### Task to carry out
Print out each record below, unaltered and complete, without its images.

*** Opening of Data to use ***

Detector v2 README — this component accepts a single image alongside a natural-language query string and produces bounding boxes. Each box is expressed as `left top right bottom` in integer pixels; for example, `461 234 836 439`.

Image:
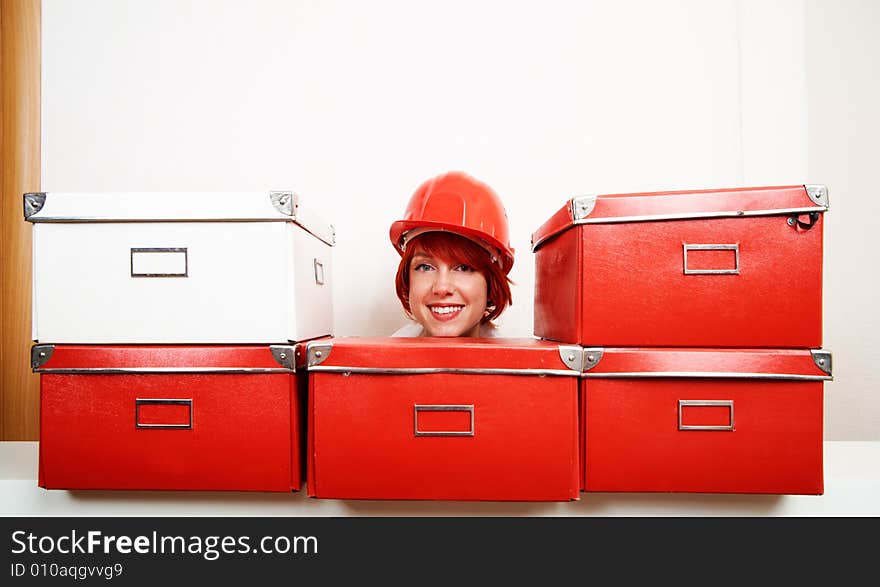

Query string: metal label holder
135 399 193 429
678 400 734 431
683 244 740 275
130 247 189 278
414 405 474 437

*** Close of Data to use ***

### Reply
Detector v2 README — this component accepts a single image alongside a natural-language query string and produces bounding boxes. Each box is expressed as `left top right bottom` in integer pixels; for example, `461 234 836 439`.

Image:

Query string: metal label holder
135 399 193 429
678 400 734 431
683 244 740 275
130 247 189 278
414 405 474 437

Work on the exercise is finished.